Aim of the exercise:
Repeat the entries shown below with every word and mark intact.

Data supplied:

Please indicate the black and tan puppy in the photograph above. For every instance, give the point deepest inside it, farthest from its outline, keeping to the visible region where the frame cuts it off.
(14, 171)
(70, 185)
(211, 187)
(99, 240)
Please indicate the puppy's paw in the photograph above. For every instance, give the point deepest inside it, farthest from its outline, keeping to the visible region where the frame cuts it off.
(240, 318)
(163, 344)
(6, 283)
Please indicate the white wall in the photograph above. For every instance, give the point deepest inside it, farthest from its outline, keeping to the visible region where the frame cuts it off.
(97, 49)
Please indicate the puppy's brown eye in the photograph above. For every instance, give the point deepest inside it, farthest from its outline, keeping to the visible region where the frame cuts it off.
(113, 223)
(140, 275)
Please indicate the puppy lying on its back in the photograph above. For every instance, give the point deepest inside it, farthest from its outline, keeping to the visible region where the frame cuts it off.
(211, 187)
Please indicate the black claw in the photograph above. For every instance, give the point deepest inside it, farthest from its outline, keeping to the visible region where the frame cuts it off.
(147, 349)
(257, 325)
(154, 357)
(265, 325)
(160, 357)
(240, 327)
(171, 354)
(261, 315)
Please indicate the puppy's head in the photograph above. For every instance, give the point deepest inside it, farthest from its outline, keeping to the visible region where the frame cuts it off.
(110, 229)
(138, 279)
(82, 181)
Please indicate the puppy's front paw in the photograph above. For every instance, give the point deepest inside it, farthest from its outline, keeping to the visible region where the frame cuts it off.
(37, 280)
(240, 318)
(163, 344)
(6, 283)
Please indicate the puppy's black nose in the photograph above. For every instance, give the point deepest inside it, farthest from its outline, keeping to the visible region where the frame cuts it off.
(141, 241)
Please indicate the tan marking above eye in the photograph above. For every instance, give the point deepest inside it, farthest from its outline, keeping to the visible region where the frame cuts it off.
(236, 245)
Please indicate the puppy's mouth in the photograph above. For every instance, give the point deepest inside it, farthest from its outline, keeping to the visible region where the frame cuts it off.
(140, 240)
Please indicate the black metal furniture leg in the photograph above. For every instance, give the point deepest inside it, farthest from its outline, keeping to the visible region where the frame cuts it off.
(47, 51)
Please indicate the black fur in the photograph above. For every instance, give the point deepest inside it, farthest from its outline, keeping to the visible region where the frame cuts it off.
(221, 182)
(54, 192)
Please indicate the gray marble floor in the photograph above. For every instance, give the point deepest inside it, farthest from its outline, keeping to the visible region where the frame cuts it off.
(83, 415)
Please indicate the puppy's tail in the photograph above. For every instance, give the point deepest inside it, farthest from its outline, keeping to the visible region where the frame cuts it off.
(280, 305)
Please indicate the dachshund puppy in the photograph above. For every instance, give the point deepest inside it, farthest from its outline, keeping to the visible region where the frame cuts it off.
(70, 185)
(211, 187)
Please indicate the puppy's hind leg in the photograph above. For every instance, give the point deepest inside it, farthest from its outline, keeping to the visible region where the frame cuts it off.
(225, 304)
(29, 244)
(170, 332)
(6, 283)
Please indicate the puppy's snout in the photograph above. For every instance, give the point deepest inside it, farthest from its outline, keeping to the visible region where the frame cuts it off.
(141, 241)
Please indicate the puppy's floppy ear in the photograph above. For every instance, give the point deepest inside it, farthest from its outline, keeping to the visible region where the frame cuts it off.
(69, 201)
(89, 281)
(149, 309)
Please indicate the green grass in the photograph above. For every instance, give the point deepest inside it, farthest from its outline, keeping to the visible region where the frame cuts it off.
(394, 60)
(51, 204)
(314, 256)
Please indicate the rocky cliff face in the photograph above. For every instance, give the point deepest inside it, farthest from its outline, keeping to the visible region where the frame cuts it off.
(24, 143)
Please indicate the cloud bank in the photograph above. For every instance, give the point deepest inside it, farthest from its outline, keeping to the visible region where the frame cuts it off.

Written reply:
Please indicate the black and tan puppy in the photograph above. For every instance, give the point deepest inside it, farthest from its outline, keeping to the visible region where the frame cuts it off.
(14, 171)
(70, 185)
(211, 187)
(99, 240)
Please indicate the puppy's paw in the photograph above. For every instance, give the point deepest inside it, farthest from its outline, keeping to the visible region where the frame cuts it off.
(240, 318)
(163, 344)
(6, 283)
Please indicate the white wall in the photograph above. For every instance, give the point deepest inside it, farthest from its outline, keeping to the visible region where the frame cuts it off.
(97, 49)
Please indicate the puppy's brown eye in the photograph above. For every instance, give the point deepest inside it, farthest from its outline, keeping to the visible region where the frame cuts it off.
(113, 223)
(140, 275)
Please indicate the puppy lying on its back in the photograph above. For every instance, give the point deepest inside it, farthest from its outline, keeping to the visible region where the frame cuts it off.
(211, 187)
Please indicate the black claw in the photograph above. For every instance, give the point deepest inside it, farthest from its outline, keeping to the visible region where the frame cuts it off.
(147, 349)
(257, 325)
(154, 357)
(265, 325)
(160, 357)
(240, 327)
(171, 354)
(261, 315)
Please indicate the puppy's head in the photograph above. For every instance, give the point deepest inside it, farthest from its outline, keeping to the visible region where the frame cuts it off.
(110, 229)
(138, 279)
(82, 181)
Please indicate the puppy's front paw in the photograph above. For every instance, give the point deepest inside it, farthest from its outline, keeping to the visible region where the frame cuts it off.
(37, 280)
(240, 318)
(163, 344)
(6, 283)
Please indicate the puppy's black nose in the photograph above. For every instance, give the point deepest inside it, farthest from its outline, keeping to the visible region where the frame cuts it off.
(141, 241)
Please indicate the tan marking above eye in the photograph above. For every instance, give the point deepest inside it, farthest from its outline, keeping to the visible region where the frame cuts it off.
(236, 245)
Please indicate the puppy's mouth in the photograph above. For every instance, give the point deepest inside it, farthest from its outline, keeping to the visible region where the frame cuts it off.
(140, 240)
Please indicate the black metal furniture leg in the photograph above. For every instance, give the point deepest inside it, farthest from its outline, keeping to the visible region where the frame cuts it off.
(47, 51)
Please indicate the black fur in the photograph above. For every instance, give the point deepest inside it, farthest from its outline, keeping to the visible region where the frame cuts it off.
(221, 182)
(54, 192)
Please indicate the gray marble floor in the photograph above. For every instance, give the point deepest inside it, farthest from its outline, keeping to the visible region where the frame cuts it off.
(83, 415)
Please indicate the puppy's tail in the photograph above. For every instance, give the point deepest inside it, farthest from its outline, keeping to the visible region where the frame cuts it off.
(280, 305)
Please indicate the dachshund puppy in the photograph above. For every instance, give the point deepest inside it, farthest from its outline, keeping to the visible region where the frame cuts it off.
(70, 185)
(211, 187)
Please indicate the puppy's hind leg in the photograph above. For every instance, give the point deepest inside it, farthest from its outline, keeping to the visible region where the frame cuts it off.
(225, 304)
(29, 244)
(170, 332)
(6, 283)
Please indicate the puppy's snout in the photograph above. For every instance, give the point deepest inside it, farthest from its outline, keeping to the visible region where the frame cuts it off.
(141, 241)
Please indicate the puppy's floppy ear in the photograph above. For every instance, give the point deepest inside it, farthest from its outline, keeping to the visible region where the frame cuts it off.
(69, 201)
(89, 281)
(149, 309)
Please indicate the green grass in the photograph above. For every instance, give the point deepest inside it, farthest from its outline, keeping to the visible region where the frame cuts it off.
(394, 60)
(51, 204)
(314, 256)
Please indicate the rocky cliff face in the photograph above. For every instance, give the point deepest inside it, farthest from its outline, keeping to the visible region where the frame cuts it off.
(24, 143)
Please indicate the cloud bank in the photograph above. For every instance, give the point deepest inside it, farthest from its outline, keeping to the visible region where the frame cuts it off.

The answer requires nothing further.